Copy out all lines of the records in which the word "trousers" appears.

Natural-language object grounding data:
+ + + + + + +
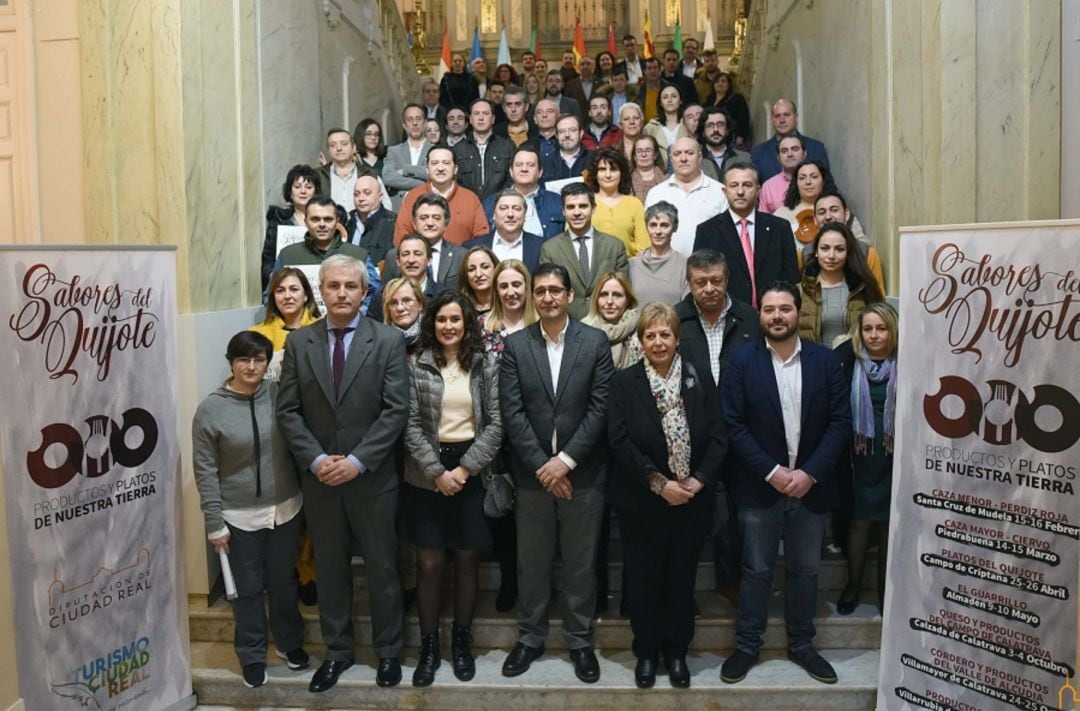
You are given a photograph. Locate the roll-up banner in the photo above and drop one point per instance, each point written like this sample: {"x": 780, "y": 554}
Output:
{"x": 91, "y": 467}
{"x": 981, "y": 609}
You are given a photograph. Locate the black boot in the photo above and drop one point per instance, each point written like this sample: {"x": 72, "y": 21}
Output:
{"x": 424, "y": 673}
{"x": 464, "y": 666}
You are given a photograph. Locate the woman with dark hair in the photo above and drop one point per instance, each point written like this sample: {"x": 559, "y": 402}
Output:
{"x": 402, "y": 304}
{"x": 649, "y": 166}
{"x": 251, "y": 502}
{"x": 453, "y": 436}
{"x": 669, "y": 124}
{"x": 618, "y": 211}
{"x": 476, "y": 279}
{"x": 726, "y": 96}
{"x": 811, "y": 179}
{"x": 508, "y": 75}
{"x": 370, "y": 147}
{"x": 666, "y": 448}
{"x": 836, "y": 286}
{"x": 869, "y": 362}
{"x": 300, "y": 186}
{"x": 291, "y": 305}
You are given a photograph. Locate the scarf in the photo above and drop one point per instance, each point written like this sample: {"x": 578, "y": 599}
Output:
{"x": 667, "y": 392}
{"x": 625, "y": 348}
{"x": 862, "y": 405}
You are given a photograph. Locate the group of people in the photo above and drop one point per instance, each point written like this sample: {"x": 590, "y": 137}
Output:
{"x": 505, "y": 367}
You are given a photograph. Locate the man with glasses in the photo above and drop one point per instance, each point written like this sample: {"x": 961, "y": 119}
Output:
{"x": 554, "y": 377}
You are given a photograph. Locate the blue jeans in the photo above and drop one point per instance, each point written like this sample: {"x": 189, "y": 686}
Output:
{"x": 763, "y": 530}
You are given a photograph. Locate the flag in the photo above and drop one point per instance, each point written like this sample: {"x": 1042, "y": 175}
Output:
{"x": 476, "y": 53}
{"x": 579, "y": 42}
{"x": 444, "y": 56}
{"x": 503, "y": 56}
{"x": 647, "y": 30}
{"x": 710, "y": 43}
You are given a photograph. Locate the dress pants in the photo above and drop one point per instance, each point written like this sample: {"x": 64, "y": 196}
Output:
{"x": 802, "y": 533}
{"x": 661, "y": 549}
{"x": 342, "y": 523}
{"x": 265, "y": 560}
{"x": 544, "y": 522}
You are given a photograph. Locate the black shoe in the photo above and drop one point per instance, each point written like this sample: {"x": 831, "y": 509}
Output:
{"x": 848, "y": 601}
{"x": 585, "y": 666}
{"x": 678, "y": 673}
{"x": 520, "y": 659}
{"x": 464, "y": 665}
{"x": 389, "y": 673}
{"x": 296, "y": 659}
{"x": 508, "y": 594}
{"x": 645, "y": 672}
{"x": 327, "y": 674}
{"x": 734, "y": 668}
{"x": 430, "y": 660}
{"x": 255, "y": 674}
{"x": 309, "y": 593}
{"x": 814, "y": 665}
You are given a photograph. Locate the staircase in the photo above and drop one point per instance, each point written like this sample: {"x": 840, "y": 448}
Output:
{"x": 850, "y": 643}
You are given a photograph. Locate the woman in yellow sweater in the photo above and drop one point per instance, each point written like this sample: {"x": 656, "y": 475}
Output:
{"x": 618, "y": 212}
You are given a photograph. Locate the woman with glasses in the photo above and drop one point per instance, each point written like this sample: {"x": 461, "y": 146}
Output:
{"x": 251, "y": 502}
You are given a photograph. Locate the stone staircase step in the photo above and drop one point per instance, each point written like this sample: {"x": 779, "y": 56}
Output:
{"x": 775, "y": 683}
{"x": 714, "y": 630}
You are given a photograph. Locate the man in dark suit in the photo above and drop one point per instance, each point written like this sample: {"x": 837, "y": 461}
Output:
{"x": 582, "y": 251}
{"x": 554, "y": 385}
{"x": 786, "y": 405}
{"x": 712, "y": 325}
{"x": 509, "y": 239}
{"x": 342, "y": 404}
{"x": 785, "y": 122}
{"x": 759, "y": 249}
{"x": 431, "y": 214}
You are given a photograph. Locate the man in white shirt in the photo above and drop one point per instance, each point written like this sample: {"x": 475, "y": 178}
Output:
{"x": 697, "y": 196}
{"x": 553, "y": 394}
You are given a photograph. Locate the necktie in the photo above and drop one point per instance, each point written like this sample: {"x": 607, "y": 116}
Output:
{"x": 338, "y": 360}
{"x": 748, "y": 253}
{"x": 583, "y": 260}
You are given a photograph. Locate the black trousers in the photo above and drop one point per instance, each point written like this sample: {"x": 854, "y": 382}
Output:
{"x": 265, "y": 560}
{"x": 661, "y": 549}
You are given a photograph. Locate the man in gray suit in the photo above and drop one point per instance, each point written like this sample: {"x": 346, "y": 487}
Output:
{"x": 583, "y": 252}
{"x": 431, "y": 214}
{"x": 553, "y": 392}
{"x": 406, "y": 163}
{"x": 342, "y": 404}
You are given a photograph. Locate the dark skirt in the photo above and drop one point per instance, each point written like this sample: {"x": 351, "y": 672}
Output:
{"x": 447, "y": 522}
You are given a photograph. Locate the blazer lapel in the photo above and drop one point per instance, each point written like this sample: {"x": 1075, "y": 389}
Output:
{"x": 360, "y": 349}
{"x": 319, "y": 357}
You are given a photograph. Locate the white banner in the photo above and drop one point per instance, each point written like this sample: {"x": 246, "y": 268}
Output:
{"x": 981, "y": 609}
{"x": 91, "y": 467}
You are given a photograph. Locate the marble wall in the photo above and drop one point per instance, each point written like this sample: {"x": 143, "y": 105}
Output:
{"x": 941, "y": 111}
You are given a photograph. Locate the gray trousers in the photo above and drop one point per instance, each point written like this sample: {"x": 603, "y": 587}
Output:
{"x": 265, "y": 560}
{"x": 544, "y": 522}
{"x": 342, "y": 523}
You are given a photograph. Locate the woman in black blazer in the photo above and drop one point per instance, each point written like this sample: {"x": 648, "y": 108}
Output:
{"x": 666, "y": 447}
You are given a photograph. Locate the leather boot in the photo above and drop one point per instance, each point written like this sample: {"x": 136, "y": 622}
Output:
{"x": 429, "y": 661}
{"x": 464, "y": 666}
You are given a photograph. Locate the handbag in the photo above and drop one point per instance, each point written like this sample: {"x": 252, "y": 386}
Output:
{"x": 499, "y": 494}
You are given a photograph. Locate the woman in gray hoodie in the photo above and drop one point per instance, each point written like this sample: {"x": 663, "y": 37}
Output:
{"x": 251, "y": 501}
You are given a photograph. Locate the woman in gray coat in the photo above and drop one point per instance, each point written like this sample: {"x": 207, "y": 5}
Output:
{"x": 453, "y": 436}
{"x": 251, "y": 502}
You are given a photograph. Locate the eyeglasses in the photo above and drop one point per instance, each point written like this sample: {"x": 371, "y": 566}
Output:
{"x": 258, "y": 361}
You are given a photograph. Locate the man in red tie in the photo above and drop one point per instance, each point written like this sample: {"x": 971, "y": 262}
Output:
{"x": 759, "y": 249}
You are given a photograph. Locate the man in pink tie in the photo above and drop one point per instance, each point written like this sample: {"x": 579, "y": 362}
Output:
{"x": 759, "y": 249}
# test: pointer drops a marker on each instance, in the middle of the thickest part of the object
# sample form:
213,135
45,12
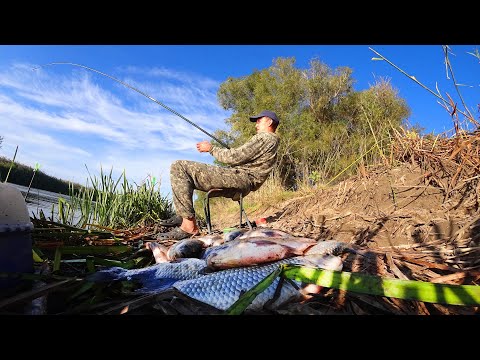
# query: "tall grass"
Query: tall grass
114,204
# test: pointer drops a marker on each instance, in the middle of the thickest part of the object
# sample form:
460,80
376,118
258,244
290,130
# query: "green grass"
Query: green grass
114,204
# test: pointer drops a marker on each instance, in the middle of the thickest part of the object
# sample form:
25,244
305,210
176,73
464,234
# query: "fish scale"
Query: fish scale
222,288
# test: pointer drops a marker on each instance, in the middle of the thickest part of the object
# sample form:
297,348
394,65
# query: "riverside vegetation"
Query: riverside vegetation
350,168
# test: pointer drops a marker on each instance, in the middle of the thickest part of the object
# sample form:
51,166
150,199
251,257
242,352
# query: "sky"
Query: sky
69,119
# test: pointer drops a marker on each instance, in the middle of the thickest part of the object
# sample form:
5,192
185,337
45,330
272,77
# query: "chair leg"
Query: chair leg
206,209
242,210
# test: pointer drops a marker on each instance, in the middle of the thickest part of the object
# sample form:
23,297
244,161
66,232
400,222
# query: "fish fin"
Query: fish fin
157,285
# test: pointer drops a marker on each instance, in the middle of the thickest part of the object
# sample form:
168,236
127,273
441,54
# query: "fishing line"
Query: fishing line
141,92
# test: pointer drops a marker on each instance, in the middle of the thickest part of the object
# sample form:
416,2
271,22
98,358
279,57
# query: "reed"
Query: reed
114,203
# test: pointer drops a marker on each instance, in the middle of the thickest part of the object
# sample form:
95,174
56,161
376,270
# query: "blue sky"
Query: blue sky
+ + + + + + +
- The completed task
You are given a photograph. Locate the black trousers in the photo above and drop one point per instance, each point written like this sample: {"x": 854, "y": 382}
You are given a photograph. Locate the gray trousers in the photo above and drop one point per instance, each point written like this sample: {"x": 603, "y": 587}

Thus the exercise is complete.